The thirtieth of
January in the year two thousand. My sister, Julie, is in town working with our
cousin Paul. Yesterday we, she and I, were sorting through Ted's storage space
in the bowels of his apartment building. Tennis Mansions on Tennis Crescent is
built on a slope so that though we walked down many stairs to the basement it
is only a few more steps down to the back alley. There are several garages off
the alley "under" the apartments. One simply houses a refuse skip for
the tenants garbage. The skip is half empty when I start hurling Ted's leavings
- and quite full as I finish. Into it goes a framed poster of Susan O'Grady's
that once hung on the bedroom wall. Julie and I never liked it. And here's a racy
little drawing that Ted had hanging in the bedroom that we're likewise pleased
to chuck. (There's also a racy Picasso print that somehow got damp, soiled, that
I've saved, though I don't know when it will ever see the light of day.). And
another picture, three baby chicks and bamboo from China, frame and all. Now some
boxes of sundries. "These," says Julie, "are boxes he packed up
when he left Stratford, and never unpacked. We could leave them for our children."
There is a nice self portrait of Zero Mostel's and the Coptic cloth Ted thought
was valuable - "He made me frame them," says Julie. "We should
price them." We debate what to do with them. "I'll hang them at my office,"
I suggest. "Ted would like that," says Julie. There's
a box of "Willie the Squowse" remainders. "You can only take a
few. You'll give them away to homeless people," Julie quips. I wax defensively
that I gave a copy to Clive Smith at Nelvana. He loves it and is thinking of republishing
it. And another box of Willie remainders, the English version. (I open one now
to check that it is the English version. The first two copies are signed.) Willie
remainders are in the basement lock up. Love is a Long Shot and Don't You Know
Anybody Else (1) remainders are upstairs in Ted's
- now Bronwen's - apartment. People, some people came round for copies of Willie,
says Julie. Who could that be? me? the cousins? So Julie told Bronwen to put them
in the basement. In the
biography above, in chapter 19, I said, "One of the two stupidest things
I ever did to my father
" (2) The second
stupidity was as follows: That last spring,
1995, Ted went into hospital with his lungs failing just when I was to assist
at a First Nation "vision-quest" fast, the same day. "Go,"
said Ted. He knew it was important to me. Next
morning, at the camp, the fast, I went to tell the Elder that I had to drive into
town to see my father, who was ill, in hospital. "Good," said the Elder.
· · ·
Tasks
A) In the memoir passage, what street is Tennis Mansions on?
B) Using the memoir passage, explain why the back alley is only a few steps below the basement even though reaching the basement takes many stairs.
C) Reproduce the stretch of the memoir passage from "said Ted. He" through "said the Elder." without any changes.

Record extracts
· · ·
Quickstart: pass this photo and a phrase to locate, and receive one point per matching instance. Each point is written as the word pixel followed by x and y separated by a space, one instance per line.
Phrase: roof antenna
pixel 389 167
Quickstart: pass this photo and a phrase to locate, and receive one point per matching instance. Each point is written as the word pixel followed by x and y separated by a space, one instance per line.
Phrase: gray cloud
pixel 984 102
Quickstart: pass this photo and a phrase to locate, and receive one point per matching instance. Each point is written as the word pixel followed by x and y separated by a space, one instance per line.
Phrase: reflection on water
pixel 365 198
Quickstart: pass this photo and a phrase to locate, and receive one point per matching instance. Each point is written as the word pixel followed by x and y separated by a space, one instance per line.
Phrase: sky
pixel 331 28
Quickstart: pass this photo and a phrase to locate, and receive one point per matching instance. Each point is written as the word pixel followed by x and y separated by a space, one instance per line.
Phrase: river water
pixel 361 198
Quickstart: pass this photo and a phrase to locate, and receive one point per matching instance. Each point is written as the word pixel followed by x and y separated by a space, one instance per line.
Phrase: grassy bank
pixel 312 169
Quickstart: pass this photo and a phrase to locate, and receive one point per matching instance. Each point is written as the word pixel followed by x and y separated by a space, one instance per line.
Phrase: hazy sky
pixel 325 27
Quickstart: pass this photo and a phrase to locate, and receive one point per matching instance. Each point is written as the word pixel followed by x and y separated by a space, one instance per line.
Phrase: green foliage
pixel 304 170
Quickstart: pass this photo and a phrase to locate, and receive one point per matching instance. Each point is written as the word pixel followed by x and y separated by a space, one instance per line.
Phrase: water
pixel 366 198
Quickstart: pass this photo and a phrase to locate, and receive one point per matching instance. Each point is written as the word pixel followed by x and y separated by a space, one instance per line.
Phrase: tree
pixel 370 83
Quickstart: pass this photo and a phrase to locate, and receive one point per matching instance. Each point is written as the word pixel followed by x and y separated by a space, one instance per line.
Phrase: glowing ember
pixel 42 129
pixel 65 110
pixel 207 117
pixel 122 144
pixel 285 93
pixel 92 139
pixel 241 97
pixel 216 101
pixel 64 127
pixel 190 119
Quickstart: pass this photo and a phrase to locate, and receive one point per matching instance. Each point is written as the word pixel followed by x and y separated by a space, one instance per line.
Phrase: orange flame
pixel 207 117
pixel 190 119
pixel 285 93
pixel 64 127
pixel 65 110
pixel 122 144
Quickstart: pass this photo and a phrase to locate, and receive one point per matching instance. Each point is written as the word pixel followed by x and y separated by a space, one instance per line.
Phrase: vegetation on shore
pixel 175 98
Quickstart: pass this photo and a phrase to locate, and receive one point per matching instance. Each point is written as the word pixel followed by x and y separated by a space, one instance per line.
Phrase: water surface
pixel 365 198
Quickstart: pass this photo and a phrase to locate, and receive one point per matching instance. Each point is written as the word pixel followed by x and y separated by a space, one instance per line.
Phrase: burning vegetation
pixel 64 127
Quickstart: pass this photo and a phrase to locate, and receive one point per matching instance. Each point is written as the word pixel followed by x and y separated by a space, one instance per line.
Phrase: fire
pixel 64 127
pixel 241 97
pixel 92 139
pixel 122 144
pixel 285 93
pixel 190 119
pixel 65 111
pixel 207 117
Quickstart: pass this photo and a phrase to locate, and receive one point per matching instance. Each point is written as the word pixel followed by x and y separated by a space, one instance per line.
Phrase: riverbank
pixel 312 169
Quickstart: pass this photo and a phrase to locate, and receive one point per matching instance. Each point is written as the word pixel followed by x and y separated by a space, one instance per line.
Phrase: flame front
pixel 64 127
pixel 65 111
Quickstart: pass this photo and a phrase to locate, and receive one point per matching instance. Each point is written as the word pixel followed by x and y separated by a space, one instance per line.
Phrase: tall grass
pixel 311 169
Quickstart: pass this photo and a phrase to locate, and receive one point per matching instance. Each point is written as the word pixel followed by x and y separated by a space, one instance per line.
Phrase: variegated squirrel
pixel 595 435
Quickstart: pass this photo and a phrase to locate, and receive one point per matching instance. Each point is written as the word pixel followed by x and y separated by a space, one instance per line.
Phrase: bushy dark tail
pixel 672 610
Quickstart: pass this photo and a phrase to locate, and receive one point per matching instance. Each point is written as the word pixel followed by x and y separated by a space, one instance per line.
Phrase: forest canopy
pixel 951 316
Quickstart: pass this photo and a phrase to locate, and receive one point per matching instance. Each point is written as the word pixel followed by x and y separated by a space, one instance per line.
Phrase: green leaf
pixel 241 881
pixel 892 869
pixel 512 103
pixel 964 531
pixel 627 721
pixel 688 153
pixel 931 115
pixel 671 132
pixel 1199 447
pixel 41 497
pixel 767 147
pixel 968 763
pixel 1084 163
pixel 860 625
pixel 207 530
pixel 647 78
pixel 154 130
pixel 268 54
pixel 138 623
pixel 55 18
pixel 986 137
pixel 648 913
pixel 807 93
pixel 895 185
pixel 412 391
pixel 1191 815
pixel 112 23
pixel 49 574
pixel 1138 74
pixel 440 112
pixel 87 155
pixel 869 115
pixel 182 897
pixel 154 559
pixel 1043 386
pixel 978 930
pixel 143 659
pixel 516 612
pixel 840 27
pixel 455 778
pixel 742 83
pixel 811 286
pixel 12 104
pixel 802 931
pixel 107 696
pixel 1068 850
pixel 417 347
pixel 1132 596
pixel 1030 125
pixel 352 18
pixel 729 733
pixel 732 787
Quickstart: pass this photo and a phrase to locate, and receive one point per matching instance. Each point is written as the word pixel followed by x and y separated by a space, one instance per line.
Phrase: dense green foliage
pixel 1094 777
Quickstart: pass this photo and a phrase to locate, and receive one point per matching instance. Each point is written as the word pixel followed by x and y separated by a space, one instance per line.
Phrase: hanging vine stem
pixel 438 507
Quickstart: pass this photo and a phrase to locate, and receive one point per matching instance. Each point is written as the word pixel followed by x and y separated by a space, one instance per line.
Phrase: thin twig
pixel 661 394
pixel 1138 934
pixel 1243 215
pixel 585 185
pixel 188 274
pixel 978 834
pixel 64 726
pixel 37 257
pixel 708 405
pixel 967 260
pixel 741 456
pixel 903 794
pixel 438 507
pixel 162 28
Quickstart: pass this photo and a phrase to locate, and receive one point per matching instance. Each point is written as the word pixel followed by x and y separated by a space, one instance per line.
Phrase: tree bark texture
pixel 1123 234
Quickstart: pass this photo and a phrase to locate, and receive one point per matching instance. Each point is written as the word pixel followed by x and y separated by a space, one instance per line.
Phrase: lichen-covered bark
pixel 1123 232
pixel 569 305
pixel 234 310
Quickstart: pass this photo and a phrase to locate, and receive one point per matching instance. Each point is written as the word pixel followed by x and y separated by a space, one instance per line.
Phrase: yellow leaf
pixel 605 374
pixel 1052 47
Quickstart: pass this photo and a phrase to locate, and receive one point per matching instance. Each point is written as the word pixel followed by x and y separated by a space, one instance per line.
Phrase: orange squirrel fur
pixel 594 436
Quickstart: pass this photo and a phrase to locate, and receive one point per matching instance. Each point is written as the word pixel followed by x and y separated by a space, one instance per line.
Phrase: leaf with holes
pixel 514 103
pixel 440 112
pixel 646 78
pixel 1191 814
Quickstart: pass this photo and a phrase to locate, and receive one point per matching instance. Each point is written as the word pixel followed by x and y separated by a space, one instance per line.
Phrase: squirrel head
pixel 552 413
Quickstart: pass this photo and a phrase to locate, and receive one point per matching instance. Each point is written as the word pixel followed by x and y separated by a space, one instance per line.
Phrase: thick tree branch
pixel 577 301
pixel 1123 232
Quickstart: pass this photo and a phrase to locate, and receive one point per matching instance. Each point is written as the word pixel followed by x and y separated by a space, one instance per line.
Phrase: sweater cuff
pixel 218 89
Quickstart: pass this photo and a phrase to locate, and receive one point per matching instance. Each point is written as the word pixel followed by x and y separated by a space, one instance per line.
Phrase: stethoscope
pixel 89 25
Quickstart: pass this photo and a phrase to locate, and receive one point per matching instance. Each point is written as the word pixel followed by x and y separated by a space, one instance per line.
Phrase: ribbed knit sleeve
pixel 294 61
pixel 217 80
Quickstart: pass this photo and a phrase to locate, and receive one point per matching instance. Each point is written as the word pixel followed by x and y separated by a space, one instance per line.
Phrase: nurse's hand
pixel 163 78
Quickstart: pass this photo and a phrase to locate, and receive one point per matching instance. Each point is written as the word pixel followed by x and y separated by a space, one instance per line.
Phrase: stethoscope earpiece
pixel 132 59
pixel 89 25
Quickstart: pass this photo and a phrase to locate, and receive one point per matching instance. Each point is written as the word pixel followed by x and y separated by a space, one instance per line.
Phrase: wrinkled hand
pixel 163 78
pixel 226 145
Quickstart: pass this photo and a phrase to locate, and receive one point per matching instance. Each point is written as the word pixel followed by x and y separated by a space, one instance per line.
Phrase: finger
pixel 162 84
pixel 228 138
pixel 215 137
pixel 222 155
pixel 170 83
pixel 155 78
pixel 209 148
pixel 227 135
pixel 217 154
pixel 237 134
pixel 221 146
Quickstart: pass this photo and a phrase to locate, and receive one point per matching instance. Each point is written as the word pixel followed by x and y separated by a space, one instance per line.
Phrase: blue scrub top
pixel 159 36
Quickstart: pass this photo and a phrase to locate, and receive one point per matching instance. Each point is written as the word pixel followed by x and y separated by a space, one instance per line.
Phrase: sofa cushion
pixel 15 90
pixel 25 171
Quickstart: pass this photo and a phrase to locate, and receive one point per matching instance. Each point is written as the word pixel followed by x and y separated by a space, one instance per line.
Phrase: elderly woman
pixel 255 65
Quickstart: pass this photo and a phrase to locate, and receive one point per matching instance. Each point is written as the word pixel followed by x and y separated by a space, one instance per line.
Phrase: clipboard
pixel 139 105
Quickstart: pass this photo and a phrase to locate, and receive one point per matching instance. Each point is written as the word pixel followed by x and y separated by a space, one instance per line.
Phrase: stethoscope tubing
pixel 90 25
· · ·
Answers to each task
A) Tennis Crescent.

B) Tennis Mansions is built on a slope. So although the narrator and Julie walked down many stairs to reach the basement, the back alley lies only a few more steps below it.

C)
said Ted. He knew it was important to me. Next
morning, at the camp, the fast, I went to tell the Elder that I had to drive into
town to see my father, who was ill, in hospital. "Good," said the Elder.